* **WRITTEN REQUEST**
Copy out the stretch from the line containing "of the burl" through the end of the material, putting "cherry wood veneer" wherever "burl walnut veneer" appears and leaving everything else the same.
** BEGIN GIVEN INFORMATION **
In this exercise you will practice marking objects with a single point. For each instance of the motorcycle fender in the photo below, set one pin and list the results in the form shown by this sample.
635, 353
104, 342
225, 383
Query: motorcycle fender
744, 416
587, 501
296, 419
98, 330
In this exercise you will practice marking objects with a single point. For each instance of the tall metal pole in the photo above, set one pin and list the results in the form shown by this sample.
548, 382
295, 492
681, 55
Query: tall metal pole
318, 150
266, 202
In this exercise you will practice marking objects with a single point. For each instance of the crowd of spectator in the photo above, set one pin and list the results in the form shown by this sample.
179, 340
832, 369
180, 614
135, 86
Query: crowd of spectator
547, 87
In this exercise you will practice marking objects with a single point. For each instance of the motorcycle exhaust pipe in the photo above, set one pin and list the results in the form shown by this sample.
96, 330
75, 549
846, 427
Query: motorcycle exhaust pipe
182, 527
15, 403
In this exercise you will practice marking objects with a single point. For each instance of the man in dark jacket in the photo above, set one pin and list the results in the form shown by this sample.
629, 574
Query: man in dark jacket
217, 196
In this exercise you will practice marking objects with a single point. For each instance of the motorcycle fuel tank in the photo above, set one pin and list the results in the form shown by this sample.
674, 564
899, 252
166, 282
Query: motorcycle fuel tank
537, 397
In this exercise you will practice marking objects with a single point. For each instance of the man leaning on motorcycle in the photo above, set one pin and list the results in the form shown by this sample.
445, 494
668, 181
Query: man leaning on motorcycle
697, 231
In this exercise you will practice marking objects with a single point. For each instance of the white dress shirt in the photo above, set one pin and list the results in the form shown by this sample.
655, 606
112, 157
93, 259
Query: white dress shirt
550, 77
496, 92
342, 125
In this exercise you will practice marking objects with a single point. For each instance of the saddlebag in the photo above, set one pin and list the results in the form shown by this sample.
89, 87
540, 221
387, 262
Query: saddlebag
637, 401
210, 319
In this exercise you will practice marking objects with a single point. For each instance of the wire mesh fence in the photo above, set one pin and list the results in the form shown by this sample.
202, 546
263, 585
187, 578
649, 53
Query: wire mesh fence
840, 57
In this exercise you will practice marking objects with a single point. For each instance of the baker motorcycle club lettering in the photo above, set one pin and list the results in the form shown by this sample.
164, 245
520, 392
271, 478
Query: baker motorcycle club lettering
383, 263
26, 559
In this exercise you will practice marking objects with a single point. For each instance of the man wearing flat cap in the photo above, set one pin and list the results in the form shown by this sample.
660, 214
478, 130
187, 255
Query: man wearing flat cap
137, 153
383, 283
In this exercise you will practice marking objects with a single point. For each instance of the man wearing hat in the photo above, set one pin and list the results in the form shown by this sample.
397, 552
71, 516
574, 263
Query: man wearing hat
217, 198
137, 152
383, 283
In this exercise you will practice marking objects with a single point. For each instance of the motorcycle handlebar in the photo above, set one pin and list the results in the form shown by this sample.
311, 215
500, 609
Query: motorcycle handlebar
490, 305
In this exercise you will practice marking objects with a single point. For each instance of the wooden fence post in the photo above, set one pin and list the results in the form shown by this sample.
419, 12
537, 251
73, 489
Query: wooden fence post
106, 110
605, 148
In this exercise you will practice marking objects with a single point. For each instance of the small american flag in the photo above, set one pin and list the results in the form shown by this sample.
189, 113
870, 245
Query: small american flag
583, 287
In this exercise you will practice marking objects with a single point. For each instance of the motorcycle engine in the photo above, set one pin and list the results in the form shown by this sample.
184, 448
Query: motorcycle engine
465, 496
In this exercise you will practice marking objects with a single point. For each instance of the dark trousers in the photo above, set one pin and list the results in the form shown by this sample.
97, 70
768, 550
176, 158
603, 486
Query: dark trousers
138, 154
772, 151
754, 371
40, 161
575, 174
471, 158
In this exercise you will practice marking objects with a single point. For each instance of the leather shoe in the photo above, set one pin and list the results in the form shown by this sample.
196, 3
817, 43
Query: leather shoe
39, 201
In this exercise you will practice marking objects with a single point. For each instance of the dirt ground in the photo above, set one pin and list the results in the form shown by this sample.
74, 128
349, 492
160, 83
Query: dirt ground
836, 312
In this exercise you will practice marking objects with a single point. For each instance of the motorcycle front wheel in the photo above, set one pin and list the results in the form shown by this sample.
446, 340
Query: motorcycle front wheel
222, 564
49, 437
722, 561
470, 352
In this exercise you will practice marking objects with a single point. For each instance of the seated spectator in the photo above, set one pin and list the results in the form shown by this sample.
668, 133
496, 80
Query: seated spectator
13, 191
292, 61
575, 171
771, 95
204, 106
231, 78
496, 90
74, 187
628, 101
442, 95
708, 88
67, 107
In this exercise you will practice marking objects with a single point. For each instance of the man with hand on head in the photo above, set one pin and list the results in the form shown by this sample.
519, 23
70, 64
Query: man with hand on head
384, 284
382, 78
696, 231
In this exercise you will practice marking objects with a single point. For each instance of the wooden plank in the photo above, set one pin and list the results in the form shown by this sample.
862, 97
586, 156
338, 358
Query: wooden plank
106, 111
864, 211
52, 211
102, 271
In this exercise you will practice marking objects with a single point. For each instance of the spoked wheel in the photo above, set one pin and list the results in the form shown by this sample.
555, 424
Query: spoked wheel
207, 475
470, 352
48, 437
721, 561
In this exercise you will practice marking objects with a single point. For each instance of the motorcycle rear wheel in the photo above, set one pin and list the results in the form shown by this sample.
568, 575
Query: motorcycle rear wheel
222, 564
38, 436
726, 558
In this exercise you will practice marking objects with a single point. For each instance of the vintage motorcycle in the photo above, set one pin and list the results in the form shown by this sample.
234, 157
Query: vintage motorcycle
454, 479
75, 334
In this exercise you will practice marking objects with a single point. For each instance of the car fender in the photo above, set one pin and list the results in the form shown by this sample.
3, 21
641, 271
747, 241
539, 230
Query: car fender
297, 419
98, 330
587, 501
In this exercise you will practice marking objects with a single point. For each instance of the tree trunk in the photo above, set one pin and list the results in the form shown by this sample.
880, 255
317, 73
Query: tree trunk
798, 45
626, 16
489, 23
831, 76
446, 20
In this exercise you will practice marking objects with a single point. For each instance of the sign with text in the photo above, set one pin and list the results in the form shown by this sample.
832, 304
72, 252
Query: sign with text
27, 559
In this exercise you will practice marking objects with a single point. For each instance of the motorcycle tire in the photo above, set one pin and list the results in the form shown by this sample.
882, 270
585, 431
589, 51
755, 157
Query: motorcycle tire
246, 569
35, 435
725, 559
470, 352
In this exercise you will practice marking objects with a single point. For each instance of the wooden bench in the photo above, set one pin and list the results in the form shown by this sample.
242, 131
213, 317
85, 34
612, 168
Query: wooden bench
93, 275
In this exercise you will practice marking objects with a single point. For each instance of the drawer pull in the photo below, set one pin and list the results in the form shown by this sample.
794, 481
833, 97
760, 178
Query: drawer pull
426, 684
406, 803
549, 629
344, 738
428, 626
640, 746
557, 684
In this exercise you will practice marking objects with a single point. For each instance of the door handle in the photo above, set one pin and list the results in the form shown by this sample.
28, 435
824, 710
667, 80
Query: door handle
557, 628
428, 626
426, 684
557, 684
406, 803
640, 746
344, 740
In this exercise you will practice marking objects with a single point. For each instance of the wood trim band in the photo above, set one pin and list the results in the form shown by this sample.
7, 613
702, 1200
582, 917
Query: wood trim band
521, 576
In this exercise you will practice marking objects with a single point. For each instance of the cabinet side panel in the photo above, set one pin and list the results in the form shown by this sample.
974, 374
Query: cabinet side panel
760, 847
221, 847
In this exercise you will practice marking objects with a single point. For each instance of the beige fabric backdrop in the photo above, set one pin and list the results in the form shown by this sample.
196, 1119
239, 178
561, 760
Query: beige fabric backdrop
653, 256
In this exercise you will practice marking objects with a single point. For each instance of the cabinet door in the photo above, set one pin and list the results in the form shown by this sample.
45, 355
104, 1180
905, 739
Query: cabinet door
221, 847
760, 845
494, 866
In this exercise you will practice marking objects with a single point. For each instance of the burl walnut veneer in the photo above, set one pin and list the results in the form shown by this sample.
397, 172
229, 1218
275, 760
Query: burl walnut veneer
** END GIVEN INFORMATION **
* **COMPLETED TASK**
In this exercise you will practice marking objects with a single point. For each instance of the cherry wood veneer in the photo above, set one pin and list the results in the form shown by this sample.
397, 172
229, 1218
275, 760
Query: cherry wood veneer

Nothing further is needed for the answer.